-- Start of Records for this exercise --

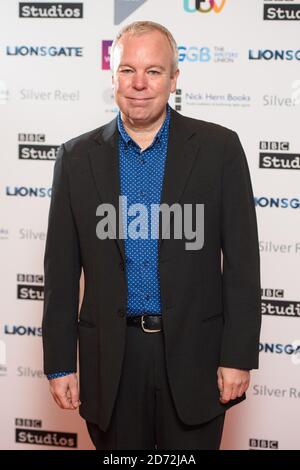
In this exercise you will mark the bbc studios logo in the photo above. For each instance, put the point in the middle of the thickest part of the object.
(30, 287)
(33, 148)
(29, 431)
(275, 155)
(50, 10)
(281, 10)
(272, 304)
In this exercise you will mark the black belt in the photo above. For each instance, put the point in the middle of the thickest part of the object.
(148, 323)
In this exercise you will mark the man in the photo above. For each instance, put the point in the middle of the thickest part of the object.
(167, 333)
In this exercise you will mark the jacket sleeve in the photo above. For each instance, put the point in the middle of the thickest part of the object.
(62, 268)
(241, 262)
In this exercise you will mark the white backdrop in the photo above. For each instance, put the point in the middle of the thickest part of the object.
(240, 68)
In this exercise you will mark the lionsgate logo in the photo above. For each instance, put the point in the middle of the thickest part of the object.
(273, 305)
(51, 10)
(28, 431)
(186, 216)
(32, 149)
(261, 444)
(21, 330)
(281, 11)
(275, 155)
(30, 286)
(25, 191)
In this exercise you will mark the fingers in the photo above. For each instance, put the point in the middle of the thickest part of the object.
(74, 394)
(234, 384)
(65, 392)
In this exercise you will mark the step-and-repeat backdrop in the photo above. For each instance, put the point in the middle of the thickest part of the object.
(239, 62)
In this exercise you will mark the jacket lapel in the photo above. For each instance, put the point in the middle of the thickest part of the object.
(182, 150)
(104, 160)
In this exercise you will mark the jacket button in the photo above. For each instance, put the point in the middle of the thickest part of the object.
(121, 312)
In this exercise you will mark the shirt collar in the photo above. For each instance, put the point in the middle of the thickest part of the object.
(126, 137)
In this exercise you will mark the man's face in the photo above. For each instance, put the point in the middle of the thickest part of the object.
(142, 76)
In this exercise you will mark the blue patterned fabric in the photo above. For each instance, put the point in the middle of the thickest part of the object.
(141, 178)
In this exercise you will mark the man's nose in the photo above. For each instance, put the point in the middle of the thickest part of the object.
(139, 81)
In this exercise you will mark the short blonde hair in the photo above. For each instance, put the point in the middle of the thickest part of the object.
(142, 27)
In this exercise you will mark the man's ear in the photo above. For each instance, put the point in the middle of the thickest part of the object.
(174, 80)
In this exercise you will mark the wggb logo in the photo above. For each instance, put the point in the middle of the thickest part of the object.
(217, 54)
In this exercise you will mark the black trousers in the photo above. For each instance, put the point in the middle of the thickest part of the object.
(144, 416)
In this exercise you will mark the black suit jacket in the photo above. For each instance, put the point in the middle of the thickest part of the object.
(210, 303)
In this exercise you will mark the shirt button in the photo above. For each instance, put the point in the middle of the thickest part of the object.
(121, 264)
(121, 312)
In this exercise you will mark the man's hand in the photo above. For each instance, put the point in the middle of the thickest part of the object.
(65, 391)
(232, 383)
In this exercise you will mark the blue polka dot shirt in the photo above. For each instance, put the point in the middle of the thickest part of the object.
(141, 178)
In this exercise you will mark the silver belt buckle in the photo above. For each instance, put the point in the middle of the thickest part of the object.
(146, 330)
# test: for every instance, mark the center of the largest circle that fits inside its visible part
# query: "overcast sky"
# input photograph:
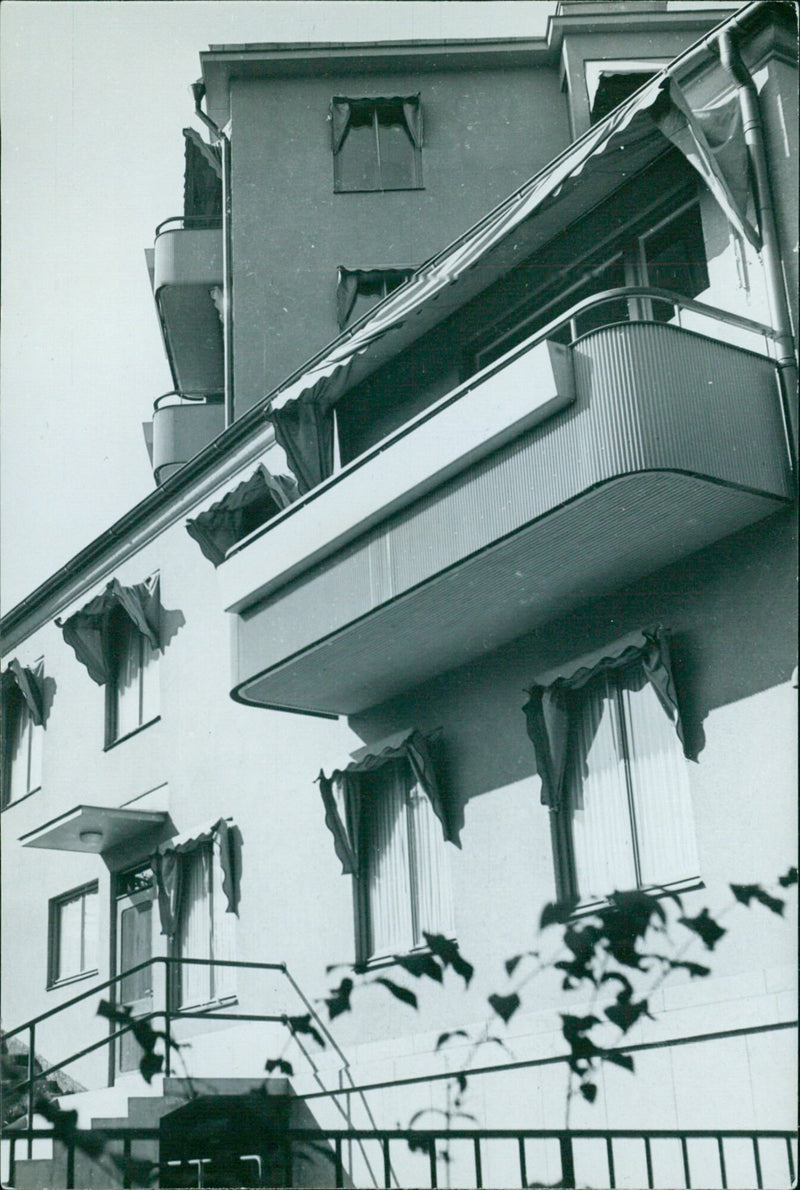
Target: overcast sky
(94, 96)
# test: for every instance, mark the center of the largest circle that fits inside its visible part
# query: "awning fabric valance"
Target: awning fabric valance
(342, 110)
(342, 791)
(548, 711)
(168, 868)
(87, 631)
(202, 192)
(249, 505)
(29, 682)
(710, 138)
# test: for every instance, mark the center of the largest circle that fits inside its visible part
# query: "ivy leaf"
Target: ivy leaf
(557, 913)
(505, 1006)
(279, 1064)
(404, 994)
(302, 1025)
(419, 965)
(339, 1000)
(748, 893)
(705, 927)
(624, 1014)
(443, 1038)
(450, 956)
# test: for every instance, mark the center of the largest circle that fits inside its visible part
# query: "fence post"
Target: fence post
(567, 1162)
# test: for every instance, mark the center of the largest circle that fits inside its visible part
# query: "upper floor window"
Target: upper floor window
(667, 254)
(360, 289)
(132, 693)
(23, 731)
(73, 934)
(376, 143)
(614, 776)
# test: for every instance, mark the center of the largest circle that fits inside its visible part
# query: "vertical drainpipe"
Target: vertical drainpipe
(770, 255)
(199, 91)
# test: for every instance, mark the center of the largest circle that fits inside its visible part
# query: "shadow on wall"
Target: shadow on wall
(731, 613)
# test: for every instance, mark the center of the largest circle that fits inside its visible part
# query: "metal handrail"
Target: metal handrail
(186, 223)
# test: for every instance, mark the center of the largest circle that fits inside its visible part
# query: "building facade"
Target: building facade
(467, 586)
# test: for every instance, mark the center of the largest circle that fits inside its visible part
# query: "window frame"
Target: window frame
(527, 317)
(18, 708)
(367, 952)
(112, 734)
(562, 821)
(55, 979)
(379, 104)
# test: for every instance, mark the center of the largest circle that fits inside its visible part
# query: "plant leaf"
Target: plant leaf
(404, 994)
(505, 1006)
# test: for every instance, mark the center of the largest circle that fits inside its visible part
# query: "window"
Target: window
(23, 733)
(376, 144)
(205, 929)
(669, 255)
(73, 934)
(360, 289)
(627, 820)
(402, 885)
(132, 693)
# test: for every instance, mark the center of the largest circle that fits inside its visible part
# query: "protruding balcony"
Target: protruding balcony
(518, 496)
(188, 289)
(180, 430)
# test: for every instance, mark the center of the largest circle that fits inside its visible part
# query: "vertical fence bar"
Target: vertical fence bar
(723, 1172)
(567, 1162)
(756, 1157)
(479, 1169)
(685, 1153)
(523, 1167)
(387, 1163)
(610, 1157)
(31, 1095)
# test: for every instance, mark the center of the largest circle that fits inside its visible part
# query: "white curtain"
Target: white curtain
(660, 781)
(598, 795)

-- End of Records for this exercise --

Brief: How many lines of the records above contain the string "backdrop", with case taken into account? Reply with the number only.

Complete answer: 2